Текст для чтения:
В одном из прошлых номеров нашей газеты (от 3 октября текущего года) известный казахстанский экономист Магбат Спанов высказался по поводу непозитивных с его точки зрения тенденций, проявляющихся в общественно-политической жизни страны. Сегодня мы предлагаем вашему вниманию продолжение его размышлений.
Хотелось бы продолжить разговор в рамках трех направлений – экономическая политика, наука и идеология. С одной стороны, это не совсем взаимосвязанные вещи, но с другой – они образуют такой своеобразный треугольник, который должен составить фундамент нашего продвижения вперед.
Основой любой идеологии является экономическая политика. Вместе это трансформируется через науку. Если рассмотреть идеологические платформы и группы, которые проявляются в Казахстане, то нельзя не заметить, что мы прошли в этом плане достаточно стремительный этап развития. С начала 90-х годов наше общество захлестнула волна всеобщей “вестернизации”, которая особенно проникла в систему образования. В обществе культивировались либеральные монетарные ценности. Все это преподносилось под соусом необходимости демократизации жизни общества, а фактически мы стали исповедовать идеологию свободной рыночной экономики.
Однако этот период оставил в общественной памяти такой тяжелый отпечаток, что общество и власть пришли к выводу, что это не совсем тот путь, по которому нам следовало бы идти, и пришло понимание того, что любая экономическая политика должна основываться на собственной идеологии.
В итоге получилось, что мы отказались от “вестернизации”, от исламизации и от однозначной ориентации на Россию и избрали собственный путь развития – казахстанскую модель. И тут сложилась парадоксальная ситуация. Да, мы отказались от “вестернизации”. Но мы сильно взаимосвязаны с Западом по поводу потребления наших сырьевых ресурсов. Кроме того, программа “Болашак” первоначально была сильно ориентирована на получение западного классического либерального образования. В результате такой политики у нас создалась достаточно мощная идеологическая группа “болашакеров”. В основе исповедуемой ее членами идеологической составляющей лежат “вестернизированные” западные ценности. Ее лидером может считаться Бауыржан Байбек. Представители этой группы уже начали занимать лидирующие позиции в экономике, в управленческих структурах, и в этом плане они уже достаточно заметны.

Разметка фотографий рамками:
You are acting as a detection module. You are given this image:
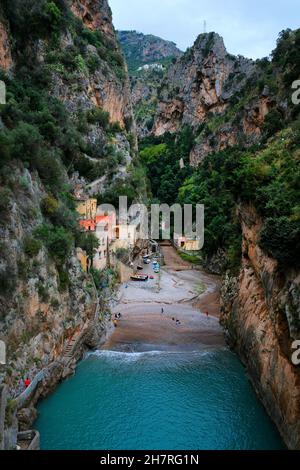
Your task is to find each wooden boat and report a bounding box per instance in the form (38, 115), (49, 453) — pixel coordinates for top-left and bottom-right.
(130, 274), (149, 282)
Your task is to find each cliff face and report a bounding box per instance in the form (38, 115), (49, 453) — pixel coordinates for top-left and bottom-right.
(118, 31), (183, 138)
(221, 206), (300, 449)
(0, 6), (13, 72)
(71, 0), (116, 42)
(152, 33), (273, 166)
(118, 31), (182, 72)
(65, 0), (132, 130)
(0, 0), (136, 436)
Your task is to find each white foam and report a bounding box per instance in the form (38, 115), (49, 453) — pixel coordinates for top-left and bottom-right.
(86, 347), (229, 362)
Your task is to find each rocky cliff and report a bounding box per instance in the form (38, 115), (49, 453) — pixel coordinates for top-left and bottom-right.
(152, 33), (282, 166)
(0, 7), (12, 72)
(221, 206), (300, 449)
(118, 31), (182, 73)
(118, 31), (183, 138)
(0, 0), (140, 448)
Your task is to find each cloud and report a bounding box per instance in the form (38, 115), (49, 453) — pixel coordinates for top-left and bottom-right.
(109, 0), (299, 58)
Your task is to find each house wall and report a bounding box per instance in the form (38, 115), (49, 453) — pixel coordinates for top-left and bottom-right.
(76, 199), (97, 219)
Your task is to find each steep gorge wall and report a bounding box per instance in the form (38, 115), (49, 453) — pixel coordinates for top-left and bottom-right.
(0, 12), (13, 72)
(221, 206), (300, 449)
(0, 0), (135, 442)
(152, 33), (274, 166)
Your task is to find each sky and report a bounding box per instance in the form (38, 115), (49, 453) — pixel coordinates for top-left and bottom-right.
(109, 0), (300, 59)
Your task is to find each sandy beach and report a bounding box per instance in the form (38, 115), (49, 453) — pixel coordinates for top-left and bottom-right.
(103, 247), (225, 351)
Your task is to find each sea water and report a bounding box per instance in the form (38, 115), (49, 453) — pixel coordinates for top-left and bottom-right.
(35, 348), (284, 450)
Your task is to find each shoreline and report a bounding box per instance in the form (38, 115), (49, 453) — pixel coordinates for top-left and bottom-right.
(101, 247), (226, 352)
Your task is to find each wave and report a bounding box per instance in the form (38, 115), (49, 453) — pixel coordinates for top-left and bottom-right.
(85, 346), (230, 362)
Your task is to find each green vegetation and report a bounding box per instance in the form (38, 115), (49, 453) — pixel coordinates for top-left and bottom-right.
(178, 251), (201, 264)
(34, 224), (74, 265)
(24, 237), (42, 258)
(140, 30), (300, 270)
(140, 127), (193, 205)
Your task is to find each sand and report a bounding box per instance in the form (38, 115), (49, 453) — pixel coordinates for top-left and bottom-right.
(103, 248), (225, 351)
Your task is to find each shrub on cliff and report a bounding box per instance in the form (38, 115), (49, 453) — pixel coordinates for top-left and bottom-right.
(34, 224), (74, 263)
(259, 217), (300, 267)
(23, 237), (42, 258)
(4, 0), (69, 40)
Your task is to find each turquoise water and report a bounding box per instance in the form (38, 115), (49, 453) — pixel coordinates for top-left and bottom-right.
(35, 349), (283, 450)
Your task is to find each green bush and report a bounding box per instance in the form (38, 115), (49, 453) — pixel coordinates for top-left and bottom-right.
(34, 224), (74, 262)
(87, 108), (110, 129)
(259, 217), (300, 266)
(23, 237), (42, 258)
(41, 194), (59, 218)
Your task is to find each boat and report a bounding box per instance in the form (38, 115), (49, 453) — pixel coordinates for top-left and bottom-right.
(130, 274), (149, 282)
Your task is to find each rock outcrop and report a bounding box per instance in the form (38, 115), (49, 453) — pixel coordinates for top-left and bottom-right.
(0, 11), (13, 72)
(221, 207), (300, 449)
(0, 0), (136, 448)
(152, 33), (274, 166)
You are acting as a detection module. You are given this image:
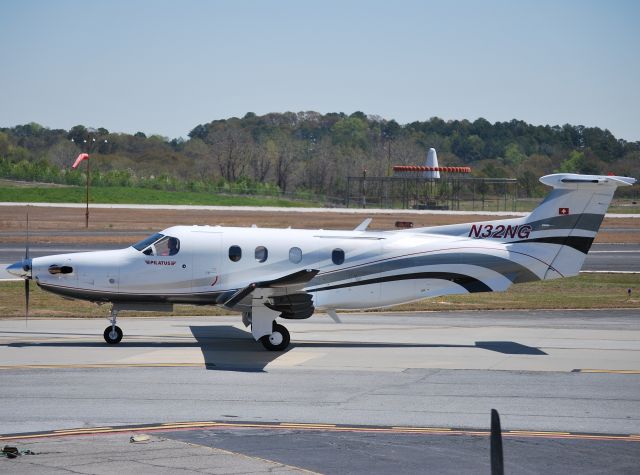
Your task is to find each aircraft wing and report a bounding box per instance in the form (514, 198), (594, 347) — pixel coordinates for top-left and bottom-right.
(223, 269), (320, 319)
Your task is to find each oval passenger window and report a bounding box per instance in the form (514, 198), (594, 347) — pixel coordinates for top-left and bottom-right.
(229, 246), (242, 262)
(289, 247), (302, 264)
(331, 249), (344, 266)
(255, 246), (269, 262)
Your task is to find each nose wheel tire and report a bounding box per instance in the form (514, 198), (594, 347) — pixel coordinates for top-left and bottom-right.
(104, 325), (122, 345)
(260, 322), (291, 351)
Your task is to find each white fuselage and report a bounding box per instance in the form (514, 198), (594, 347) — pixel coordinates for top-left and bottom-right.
(32, 226), (547, 311)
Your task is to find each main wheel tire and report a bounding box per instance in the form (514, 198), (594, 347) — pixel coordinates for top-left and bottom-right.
(104, 325), (122, 345)
(260, 322), (291, 351)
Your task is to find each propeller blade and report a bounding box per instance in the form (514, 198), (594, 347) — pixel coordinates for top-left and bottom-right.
(24, 279), (29, 326)
(491, 409), (504, 475)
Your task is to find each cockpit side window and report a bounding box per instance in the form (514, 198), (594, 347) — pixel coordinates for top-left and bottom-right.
(152, 236), (180, 256)
(133, 233), (164, 251)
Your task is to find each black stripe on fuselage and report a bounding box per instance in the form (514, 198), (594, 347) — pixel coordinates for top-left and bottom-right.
(38, 283), (222, 305)
(508, 236), (594, 254)
(307, 272), (493, 293)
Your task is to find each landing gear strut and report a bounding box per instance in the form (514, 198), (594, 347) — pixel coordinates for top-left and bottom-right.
(260, 322), (291, 351)
(104, 308), (122, 345)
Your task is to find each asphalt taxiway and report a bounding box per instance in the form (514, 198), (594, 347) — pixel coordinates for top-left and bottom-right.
(0, 310), (640, 473)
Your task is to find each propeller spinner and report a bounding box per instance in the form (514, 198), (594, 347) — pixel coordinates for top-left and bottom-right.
(6, 213), (32, 322)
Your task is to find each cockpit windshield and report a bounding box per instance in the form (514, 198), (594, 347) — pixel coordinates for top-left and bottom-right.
(133, 233), (164, 251)
(152, 236), (180, 256)
(133, 233), (180, 256)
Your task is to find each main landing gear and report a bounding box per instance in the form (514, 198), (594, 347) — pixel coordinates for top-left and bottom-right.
(103, 308), (122, 345)
(260, 322), (291, 351)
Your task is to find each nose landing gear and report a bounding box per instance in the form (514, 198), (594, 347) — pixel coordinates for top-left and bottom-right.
(103, 307), (122, 345)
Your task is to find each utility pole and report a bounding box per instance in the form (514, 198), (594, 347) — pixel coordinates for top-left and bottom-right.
(71, 136), (107, 229)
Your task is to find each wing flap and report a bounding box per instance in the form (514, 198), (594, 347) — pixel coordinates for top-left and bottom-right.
(223, 269), (320, 308)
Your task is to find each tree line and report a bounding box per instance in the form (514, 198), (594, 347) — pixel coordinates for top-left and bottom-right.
(0, 112), (640, 201)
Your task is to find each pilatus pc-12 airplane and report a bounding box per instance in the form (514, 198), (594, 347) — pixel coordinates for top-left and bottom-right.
(7, 174), (636, 351)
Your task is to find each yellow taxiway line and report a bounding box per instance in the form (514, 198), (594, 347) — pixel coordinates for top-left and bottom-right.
(0, 421), (640, 442)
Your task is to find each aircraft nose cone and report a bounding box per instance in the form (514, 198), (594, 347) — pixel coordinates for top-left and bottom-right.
(6, 259), (31, 279)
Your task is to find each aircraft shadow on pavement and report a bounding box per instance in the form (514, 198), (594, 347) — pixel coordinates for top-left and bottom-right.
(291, 341), (547, 356)
(6, 325), (547, 373)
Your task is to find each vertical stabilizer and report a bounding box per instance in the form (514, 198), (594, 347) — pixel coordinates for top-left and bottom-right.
(510, 173), (636, 279)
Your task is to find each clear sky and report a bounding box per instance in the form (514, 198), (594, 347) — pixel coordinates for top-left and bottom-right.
(0, 0), (640, 141)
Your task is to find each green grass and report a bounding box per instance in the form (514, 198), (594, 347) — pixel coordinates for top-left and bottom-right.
(0, 186), (319, 208)
(0, 274), (640, 317)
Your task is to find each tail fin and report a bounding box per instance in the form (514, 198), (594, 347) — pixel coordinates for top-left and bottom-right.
(507, 173), (636, 279)
(416, 173), (636, 282)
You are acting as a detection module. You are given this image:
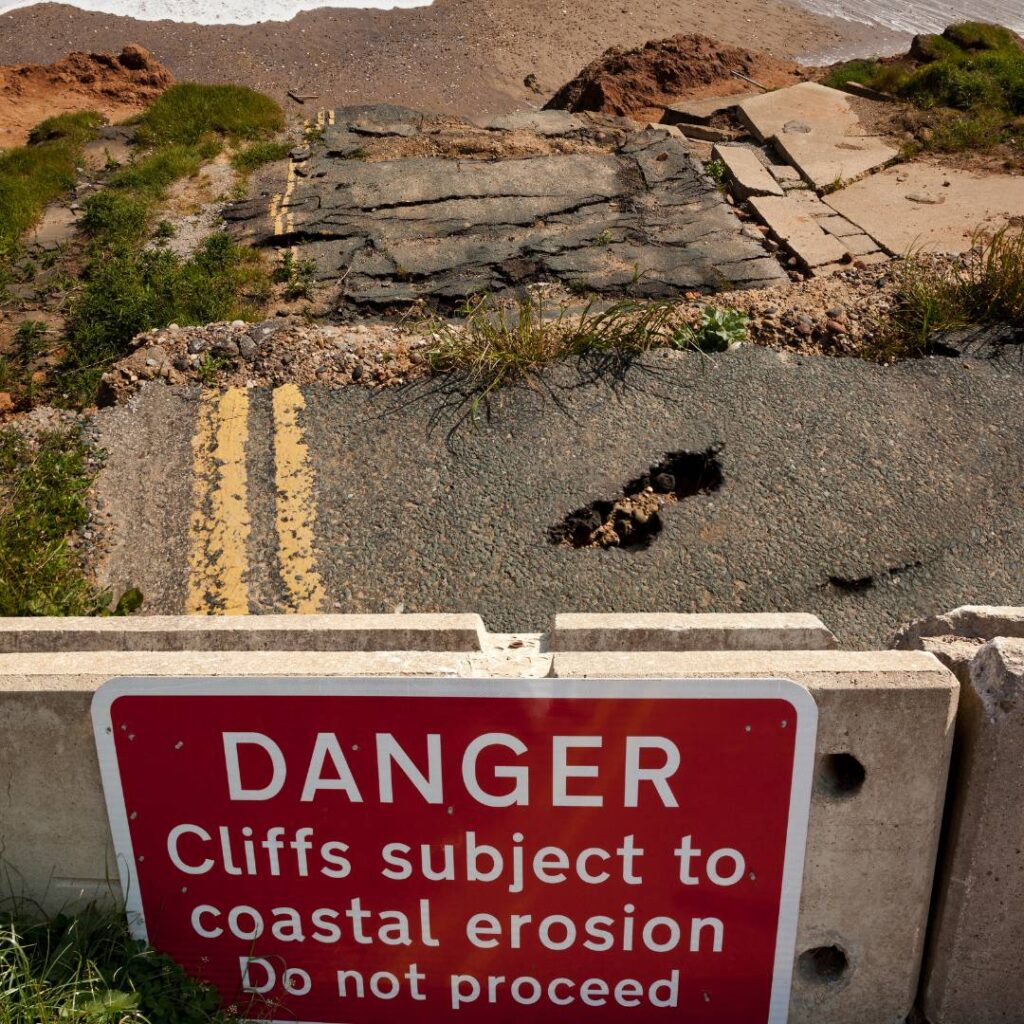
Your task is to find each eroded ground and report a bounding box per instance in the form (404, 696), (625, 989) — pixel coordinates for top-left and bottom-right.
(227, 108), (785, 309)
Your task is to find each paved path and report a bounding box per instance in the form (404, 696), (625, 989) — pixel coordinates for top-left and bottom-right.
(99, 348), (1024, 645)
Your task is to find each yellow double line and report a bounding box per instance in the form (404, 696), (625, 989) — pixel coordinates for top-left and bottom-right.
(185, 384), (326, 615)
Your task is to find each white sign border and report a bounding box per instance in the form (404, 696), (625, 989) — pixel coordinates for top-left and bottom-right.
(92, 676), (818, 1024)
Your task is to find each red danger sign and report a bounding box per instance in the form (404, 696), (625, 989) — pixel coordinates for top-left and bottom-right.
(93, 679), (816, 1024)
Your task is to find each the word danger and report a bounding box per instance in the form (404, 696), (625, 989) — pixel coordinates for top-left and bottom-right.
(223, 732), (680, 807)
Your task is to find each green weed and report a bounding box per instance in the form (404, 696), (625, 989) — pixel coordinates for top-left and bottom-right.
(0, 428), (97, 614)
(67, 233), (266, 367)
(0, 909), (224, 1024)
(138, 82), (285, 146)
(0, 113), (102, 256)
(673, 306), (749, 352)
(418, 295), (745, 394)
(825, 22), (1024, 152)
(231, 141), (292, 174)
(876, 227), (1024, 358)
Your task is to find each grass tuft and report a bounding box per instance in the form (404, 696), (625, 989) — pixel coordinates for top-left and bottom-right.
(0, 428), (98, 614)
(0, 113), (102, 256)
(419, 295), (745, 394)
(67, 233), (267, 368)
(138, 82), (285, 146)
(878, 227), (1024, 358)
(824, 22), (1024, 158)
(0, 908), (225, 1024)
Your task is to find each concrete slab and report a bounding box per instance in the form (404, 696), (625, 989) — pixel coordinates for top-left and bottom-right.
(774, 132), (899, 188)
(892, 604), (1024, 649)
(712, 145), (784, 200)
(751, 196), (847, 270)
(0, 614), (486, 653)
(551, 612), (836, 651)
(27, 204), (78, 252)
(662, 95), (743, 125)
(825, 163), (1024, 256)
(736, 82), (864, 142)
(923, 639), (1024, 1024)
(553, 651), (958, 1024)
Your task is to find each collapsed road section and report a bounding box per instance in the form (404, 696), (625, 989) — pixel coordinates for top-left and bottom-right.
(226, 106), (785, 309)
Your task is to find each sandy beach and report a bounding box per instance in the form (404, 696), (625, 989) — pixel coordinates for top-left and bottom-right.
(0, 0), (900, 114)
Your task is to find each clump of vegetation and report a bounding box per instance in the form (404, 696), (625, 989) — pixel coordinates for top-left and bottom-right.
(0, 428), (99, 610)
(879, 227), (1024, 358)
(271, 251), (316, 302)
(0, 909), (225, 1024)
(825, 22), (1024, 158)
(675, 306), (750, 352)
(419, 295), (746, 393)
(705, 157), (725, 188)
(0, 112), (102, 256)
(51, 84), (288, 401)
(137, 82), (285, 146)
(231, 140), (292, 174)
(67, 233), (267, 372)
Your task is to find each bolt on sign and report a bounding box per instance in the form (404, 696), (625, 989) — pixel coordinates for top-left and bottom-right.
(93, 678), (817, 1024)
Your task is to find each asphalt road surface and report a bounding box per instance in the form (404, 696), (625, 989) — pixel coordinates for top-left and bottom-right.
(98, 346), (1024, 646)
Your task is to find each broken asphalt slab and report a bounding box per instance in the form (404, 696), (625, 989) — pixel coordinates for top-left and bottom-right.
(97, 346), (1024, 646)
(226, 108), (785, 308)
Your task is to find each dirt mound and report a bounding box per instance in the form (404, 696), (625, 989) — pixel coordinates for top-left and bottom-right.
(0, 45), (174, 146)
(545, 35), (805, 117)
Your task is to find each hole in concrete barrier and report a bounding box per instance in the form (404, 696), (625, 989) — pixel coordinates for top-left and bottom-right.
(799, 946), (850, 985)
(818, 754), (867, 797)
(548, 444), (725, 551)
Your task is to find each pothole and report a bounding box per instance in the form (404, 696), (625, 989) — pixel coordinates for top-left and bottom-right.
(826, 559), (924, 594)
(548, 444), (725, 551)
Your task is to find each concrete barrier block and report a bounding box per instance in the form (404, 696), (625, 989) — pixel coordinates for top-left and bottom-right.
(923, 638), (1024, 1024)
(551, 612), (836, 651)
(892, 604), (1024, 649)
(553, 651), (958, 1024)
(0, 614), (486, 653)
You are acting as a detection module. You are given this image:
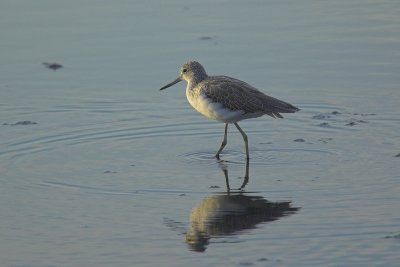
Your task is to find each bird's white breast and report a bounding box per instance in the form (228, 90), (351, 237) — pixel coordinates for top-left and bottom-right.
(186, 86), (244, 123)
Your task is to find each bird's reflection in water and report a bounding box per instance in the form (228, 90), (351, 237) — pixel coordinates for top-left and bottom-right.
(186, 192), (299, 252)
(180, 162), (299, 252)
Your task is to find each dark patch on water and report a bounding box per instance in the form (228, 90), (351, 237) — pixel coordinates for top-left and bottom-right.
(42, 62), (63, 71)
(3, 121), (38, 126)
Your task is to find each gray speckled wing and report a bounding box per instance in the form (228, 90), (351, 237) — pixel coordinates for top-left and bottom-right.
(200, 76), (299, 118)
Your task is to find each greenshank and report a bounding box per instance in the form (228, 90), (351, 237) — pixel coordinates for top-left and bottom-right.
(160, 61), (299, 159)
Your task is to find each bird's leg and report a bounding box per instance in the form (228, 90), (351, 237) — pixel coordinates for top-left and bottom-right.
(238, 159), (249, 190)
(215, 123), (228, 159)
(235, 122), (250, 159)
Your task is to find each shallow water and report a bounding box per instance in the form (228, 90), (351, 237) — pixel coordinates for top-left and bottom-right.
(0, 0), (400, 266)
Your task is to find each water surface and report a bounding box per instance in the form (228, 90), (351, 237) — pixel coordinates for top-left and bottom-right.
(0, 0), (400, 266)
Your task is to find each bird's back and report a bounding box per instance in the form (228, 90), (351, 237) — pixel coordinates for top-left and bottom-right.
(195, 76), (299, 119)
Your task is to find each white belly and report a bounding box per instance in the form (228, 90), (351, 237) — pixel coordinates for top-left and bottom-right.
(186, 90), (248, 123)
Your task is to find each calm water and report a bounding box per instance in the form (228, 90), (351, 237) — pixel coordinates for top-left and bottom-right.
(0, 0), (400, 266)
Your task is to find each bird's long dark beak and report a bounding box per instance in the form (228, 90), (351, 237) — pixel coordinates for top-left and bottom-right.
(160, 77), (182, 90)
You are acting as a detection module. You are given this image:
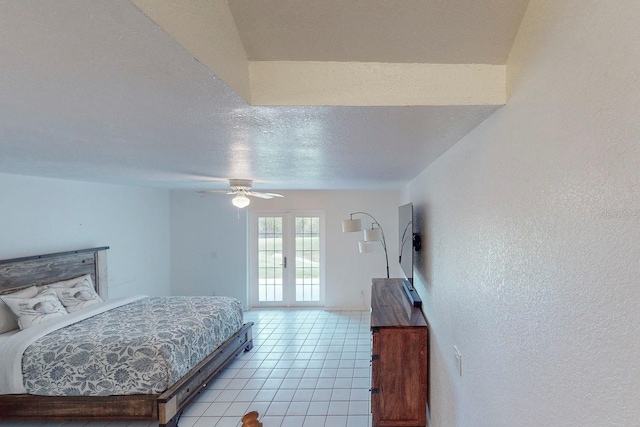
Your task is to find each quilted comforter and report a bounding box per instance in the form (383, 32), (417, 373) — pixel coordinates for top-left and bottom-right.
(22, 297), (242, 396)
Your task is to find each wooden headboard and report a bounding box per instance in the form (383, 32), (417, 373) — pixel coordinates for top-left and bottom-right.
(0, 246), (109, 299)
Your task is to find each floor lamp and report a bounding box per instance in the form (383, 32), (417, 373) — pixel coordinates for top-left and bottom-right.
(342, 212), (389, 279)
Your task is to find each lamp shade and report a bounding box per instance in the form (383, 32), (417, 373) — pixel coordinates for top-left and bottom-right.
(231, 193), (251, 208)
(358, 240), (375, 254)
(342, 219), (362, 233)
(364, 228), (382, 242)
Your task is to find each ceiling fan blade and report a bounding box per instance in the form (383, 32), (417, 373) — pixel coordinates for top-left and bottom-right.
(197, 190), (236, 194)
(247, 191), (284, 199)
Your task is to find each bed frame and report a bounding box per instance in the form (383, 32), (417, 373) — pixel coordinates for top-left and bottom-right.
(0, 246), (253, 427)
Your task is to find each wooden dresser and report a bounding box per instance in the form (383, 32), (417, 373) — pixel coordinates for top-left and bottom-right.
(371, 279), (428, 427)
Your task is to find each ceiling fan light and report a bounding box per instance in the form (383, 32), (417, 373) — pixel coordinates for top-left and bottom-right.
(231, 193), (251, 209)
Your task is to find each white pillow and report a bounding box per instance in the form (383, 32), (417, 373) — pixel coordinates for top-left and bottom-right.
(0, 286), (38, 334)
(49, 278), (103, 313)
(0, 289), (67, 329)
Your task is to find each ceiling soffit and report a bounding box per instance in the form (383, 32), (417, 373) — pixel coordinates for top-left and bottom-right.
(133, 0), (506, 106)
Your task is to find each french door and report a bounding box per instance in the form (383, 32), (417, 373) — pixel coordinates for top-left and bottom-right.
(249, 211), (324, 307)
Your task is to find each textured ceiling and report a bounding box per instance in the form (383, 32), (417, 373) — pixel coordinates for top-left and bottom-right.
(0, 0), (526, 190)
(228, 0), (527, 64)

Задание 1:
Ответьте на вопросы по статье об экономической политике и идеологии:
(а) Какого числа вышел номер газеты, в котором Магбат Спанов уже высказывался о тенденциях в жизни страны?
(б) Какие три направления автор называет в качестве тем для разговора?
(в) Кто может считаться лидером группы «болашакеров»?
Задание 2: Напишите продолжение статьи об экономической политике и идеологии, начав сразу после ее последнего предложения.

Правильный ответ 1:
(а) 3 октября текущего года.
(б) Экономическая политика, наука и идеология.
(в) Бауыржан Байбек.

Правильный ответ 2:
Есть еще одна идеологическая платформа, голос которой пока не очень слышен, но о которой следует обязательно упомянуть, – это пантюркизм. Чтобы всем было понятно, о чем я говорю, приведу пример. Существует сеть казахско-турецких лицеев, посредством которых в нашем обществе исподволь насаждается идеология пантюркизма. Правда, об этом не говорится открыто и потому их деятельность не так заметна. Но для понимания проблемы необходимо обратить внимание на следующий момент. Если сравнивать ситуацию в этом направлении с другими странами Центральной Азии, то институт “национально-турецких” лицеев имеет ощутимую поддержку только в Казахстане. Например, в Узбекистане в начале 2000-х годов отказались от их услуг.
Каждый казахско-турецкий лицей внимательно отслеживает последующий жизненный путь каждого своего выпускника и по мере возможности помогает им. Соответственно, можно предполагать, что потенциально любой из них является носителем вполне определенной идеологии. И их деятельность будет направлена на поиск точек соприкосновения с Турцией. Если хотите, с достаточным на то основанием их можно было бы назвать “агентами влияния”.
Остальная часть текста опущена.